+++ Excerpt to read

HealthDay News — Older lung cancer patients are surviving longer when they have lung cancer surgery, according to a study published online May 5 in the Annals of Thoracic Surgery.

“This greater than expected survival in older patients selected for operative therapy is noteworthy, especially considering that the prevalence of lung cancer is expected to increase as the population continues to grow older and more people survive into old age,” study author Felix Fernandez, MD, from Emory Clinic in Atlanta, said in a journal news release. The median age of U.S. lung cancer patients at the time of diagnosis is 70, according to the American Cancer Society. About 17% of all patients diagnosed with lung cancer live for at least 5 years, according to the U.S. National Cancer Institute.

++++++
+++ Supplied records

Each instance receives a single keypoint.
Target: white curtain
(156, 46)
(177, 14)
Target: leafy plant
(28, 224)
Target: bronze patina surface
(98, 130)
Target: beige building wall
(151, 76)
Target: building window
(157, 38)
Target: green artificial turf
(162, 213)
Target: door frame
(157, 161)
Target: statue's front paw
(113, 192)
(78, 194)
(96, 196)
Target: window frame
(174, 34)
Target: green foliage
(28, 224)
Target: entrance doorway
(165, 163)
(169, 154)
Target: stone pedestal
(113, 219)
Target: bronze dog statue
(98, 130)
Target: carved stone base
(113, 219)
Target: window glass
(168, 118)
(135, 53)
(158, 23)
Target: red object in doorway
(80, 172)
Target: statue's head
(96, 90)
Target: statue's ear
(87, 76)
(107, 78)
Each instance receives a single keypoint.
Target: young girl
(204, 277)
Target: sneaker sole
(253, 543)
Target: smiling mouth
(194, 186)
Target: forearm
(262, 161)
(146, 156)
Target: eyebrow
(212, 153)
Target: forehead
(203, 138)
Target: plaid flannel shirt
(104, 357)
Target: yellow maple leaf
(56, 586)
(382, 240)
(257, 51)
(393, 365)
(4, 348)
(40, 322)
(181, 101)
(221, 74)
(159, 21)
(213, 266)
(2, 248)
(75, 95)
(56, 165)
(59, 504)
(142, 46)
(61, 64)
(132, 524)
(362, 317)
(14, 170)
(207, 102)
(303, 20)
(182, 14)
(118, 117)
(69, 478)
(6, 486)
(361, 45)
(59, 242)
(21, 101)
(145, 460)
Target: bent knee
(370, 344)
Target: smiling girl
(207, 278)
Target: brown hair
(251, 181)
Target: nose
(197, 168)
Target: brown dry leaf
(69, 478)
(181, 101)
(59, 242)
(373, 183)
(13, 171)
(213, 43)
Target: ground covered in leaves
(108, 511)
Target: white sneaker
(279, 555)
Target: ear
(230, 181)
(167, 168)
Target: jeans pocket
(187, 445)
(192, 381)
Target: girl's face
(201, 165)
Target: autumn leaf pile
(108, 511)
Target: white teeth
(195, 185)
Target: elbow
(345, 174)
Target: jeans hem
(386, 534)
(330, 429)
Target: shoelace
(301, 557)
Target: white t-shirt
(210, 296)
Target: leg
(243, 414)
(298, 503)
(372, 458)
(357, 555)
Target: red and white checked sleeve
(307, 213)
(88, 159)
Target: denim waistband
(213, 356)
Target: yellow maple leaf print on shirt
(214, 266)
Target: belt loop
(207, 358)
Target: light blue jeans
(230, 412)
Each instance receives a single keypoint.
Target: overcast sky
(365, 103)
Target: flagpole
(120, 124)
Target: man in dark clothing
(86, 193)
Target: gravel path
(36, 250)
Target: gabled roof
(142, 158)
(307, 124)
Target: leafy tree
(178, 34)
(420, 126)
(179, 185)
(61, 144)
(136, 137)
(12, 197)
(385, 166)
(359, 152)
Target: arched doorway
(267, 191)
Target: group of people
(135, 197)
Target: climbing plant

++++++

• Task instructions:
[1] Copy the lung cancer surgery report word for word from "HealthDay News —" to "National Cancer Institute.".
[2] Proceed with the lung cancer surgery report, picking up after its final sentence.

• Answers provided:
[1]
HealthDay News — Older lung cancer patients are surviving longer when they have lung cancer surgery, according to a study published online May 5 in the Annals of Thoracic Surgery.

“This greater than expected survival in older patients selected for operative therapy is noteworthy, especially considering that the prevalence of lung cancer is expected to increase as the population continues to grow older and more people survive into old age,” study author Felix Fernandez, MD, from Emory Clinic in Atlanta, said in a journal news release. The median age of U.S. lung cancer patients at the time of diagnosis is 70, according to the American Cancer Society. About 17% of all patients diagnosed with lung cancer live for at least 5 years, according to the U.S. National Cancer Institute.

[2]
In the study, researchers examined data from tens of thousands of patients aged 65 and older who had lung cancer surgery in the United States between 2002 and 2012. Median survival after surgery for early stage lung cancer was 6.7 years — nearly 2 years longer than the benchmark 5-year survival rate. The analysis also showed that five-year survival rates for certain older patients with advanced lung cancer who had surgery were 30% for stage III cancer and 27% for stage IV cancer.

The findings offer more information about survival after surgery, “which is important to patients. This information can be included in the shared decision-making process when discussing treatment options with patients,” Fernandez said.